::: PROVIDED TEXT

The Globe Arizona Silver Belt was first published on May 2, 1878. The weekly paper quickly became the dominant voice for community growth and improvement. The town of Globe emerged as an outgrowth of silver mining claims in the area beginning in 1873. First named Globe City, it was surveyed in 1876 and officially incorporated on May 1, 1878. An isolated mining camp in rugged terrain, Globe struggled to build connections to the outside world. The Arizona Silver Belt’s founding editor, Aaron H. Hackney (“the conscience” of Globe), led the fight.

As the community’s only newspaper, the Arizona Silver Belt reported on the struggles of the mining camp and was the voice for civic improvement. As such, it became an early advocate for telegraph and railroad connections, better roads, improved mail delivery, and civilizing institutions. Until the end of the Indian wars in the mid-1880s, problems with Apaches on the nearby San Carlos reservation frequently appeared in the paper. A year after the newspaper’s creation, Hackney donated the lot for Globe’s first church. The newspaper office burned down in 1884, not an uncommon occurrence in territorial Arizona, but was quickly rebuilt.

Mining, as the dominant economic activity in Globe and much of the territory, occupied a prominent place in the newspaper. Nevertheless, the Arizona Silver Belt was both comprehensive and balanced. Hackney’s comments on miners’ efforts to unionize in 1896 epitomized his unbiased approach to the news: “It is not our purpose to describe the merits of the controversy, but to give the facts pertinent to a clear understanding of the present crisis.” He also reported that “the sympathy of the community is with the miners.”

::::::

PARTS OF THE EXERCISE:
a. Give the Arizona Silver Belt text again, starting at "The Globe Arizona" and ending at "led the fight.", but change "rugged terrain" to "harsh country".
b. Return each line of the records that contains the string "query".
The text and the records have nothing to do with each other.

::: INPUT FOR THIS TASK

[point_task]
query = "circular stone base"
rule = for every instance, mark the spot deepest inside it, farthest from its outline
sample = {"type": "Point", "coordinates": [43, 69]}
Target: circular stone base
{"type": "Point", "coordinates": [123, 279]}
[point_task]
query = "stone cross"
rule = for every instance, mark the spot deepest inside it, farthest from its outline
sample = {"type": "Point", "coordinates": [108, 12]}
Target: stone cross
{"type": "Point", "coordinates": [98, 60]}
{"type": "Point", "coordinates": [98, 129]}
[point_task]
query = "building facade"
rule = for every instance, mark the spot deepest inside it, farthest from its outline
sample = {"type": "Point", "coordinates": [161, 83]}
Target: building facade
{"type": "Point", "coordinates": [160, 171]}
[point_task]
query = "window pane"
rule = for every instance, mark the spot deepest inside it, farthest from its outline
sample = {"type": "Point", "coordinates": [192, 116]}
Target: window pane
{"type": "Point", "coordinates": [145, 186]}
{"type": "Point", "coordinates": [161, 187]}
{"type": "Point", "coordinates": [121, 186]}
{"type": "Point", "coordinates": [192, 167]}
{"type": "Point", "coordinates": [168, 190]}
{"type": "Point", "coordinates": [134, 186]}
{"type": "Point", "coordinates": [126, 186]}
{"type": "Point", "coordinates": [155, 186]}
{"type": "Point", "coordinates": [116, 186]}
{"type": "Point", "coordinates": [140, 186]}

::::::

ANSWERS BY TASK:
a.
The Globe Arizona Silver Belt was first published on May 2, 1878. The weekly paper quickly became the dominant voice for community growth and improvement. The town of Globe emerged as an outgrowth of silver mining claims in the area beginning in 1873. First named Globe City, it was surveyed in 1876 and officially incorporated on May 1, 1878. An isolated mining camp in harsh country, Globe struggled to build connections to the outside world. The Arizona Silver Belt’s founding editor, Aaron H. Hackney (“the conscience” of Globe), led the fight.

b.
query = "circular stone base"
query = "stone cross"
query = "building facade"
query = "window pane"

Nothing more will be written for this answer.